# 対象の文章
※ ※ ※
「浅田家!」を観る2022/05/13



ボーとしながら観るにはよさそうだと思い、「浅田家!」を観てみました。
三重県津市出身の写真家・浅田政志さんの写真集を原案に、実話に基づいて作られた映画だそうです。

浅田家の父の章はカメラが趣味で、年賀状に二人の息子に同じ服を着せ、ポーズを取らせた写真を載せていました。
政志の12歳の誕生日に、章は自分のカメラを贈りました。

高校を卒業した政志は大阪の写真専門学校に入りますが、学校はサボりまくり、そのせいで卒業するには、「もし一生であと一枚しか写真が撮れないとしたら」という写真を撮ることが条件でした。
彼が題材に選んだのが、自分の家族。
※ ※ ※
# リスト一覧
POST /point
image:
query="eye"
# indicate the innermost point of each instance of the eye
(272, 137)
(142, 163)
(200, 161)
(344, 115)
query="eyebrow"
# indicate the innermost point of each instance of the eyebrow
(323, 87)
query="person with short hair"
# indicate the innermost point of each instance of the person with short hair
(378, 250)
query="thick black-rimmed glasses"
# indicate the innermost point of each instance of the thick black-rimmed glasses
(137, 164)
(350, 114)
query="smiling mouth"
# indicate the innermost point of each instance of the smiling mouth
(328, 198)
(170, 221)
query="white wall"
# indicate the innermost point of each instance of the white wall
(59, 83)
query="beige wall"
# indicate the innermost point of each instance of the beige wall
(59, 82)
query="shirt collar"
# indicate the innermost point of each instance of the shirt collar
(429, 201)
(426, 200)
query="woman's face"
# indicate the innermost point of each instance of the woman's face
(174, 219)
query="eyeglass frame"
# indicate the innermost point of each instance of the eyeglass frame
※ ※ ※
# 作業内容
映画「浅田家!」を観た文章の続きを、最後の文の後から書き進めること。 リストは使わなくてよい。

# 作業結果
撮った写真が、10歳の時に主夫をしていた父が包丁を落として怪我をし、それを母に知らせようとした政志が玄関で転んで血を流し、騒ぎを聞きつけて2階から降りようとした兄が階段から転落し、三人一緒に母の働く病院で手当を受けた時の様子です。
この写真は学長賞を取り、政志は無事に卒業できました。

家に帰ってきた政志は何をするわけでもなく、パチプロになりブラブラと遊び歩いていました。
恋人の川上若菜はそんな政志に愛想を尽かし、東京で憧れのアパレルの仕事をするために津を出て行きました。
兄は政志のことを心配し、知り合いの会社の面接をセッティングしますが、政志はすっぽかします。
父は彼なりのやり方で政志を励まそうとします。
そんな父に何になりたかったのかと聞く政志。
消防士と答える父。
政志は本物の消防服と消防車を借り、家族に消防士の姿をさせて写真を撮ります。
それから母のために、極道妻を、兄のために、鈴鹿サーキットでレーサーを…。
政志は次々と家族にコスプレをさせて写真を撮ります。

手応えを感じ、今まで撮った写真を持って政志は東京に向かいます。
兄は政志に手作りの浅田家のアルバムを持たせます。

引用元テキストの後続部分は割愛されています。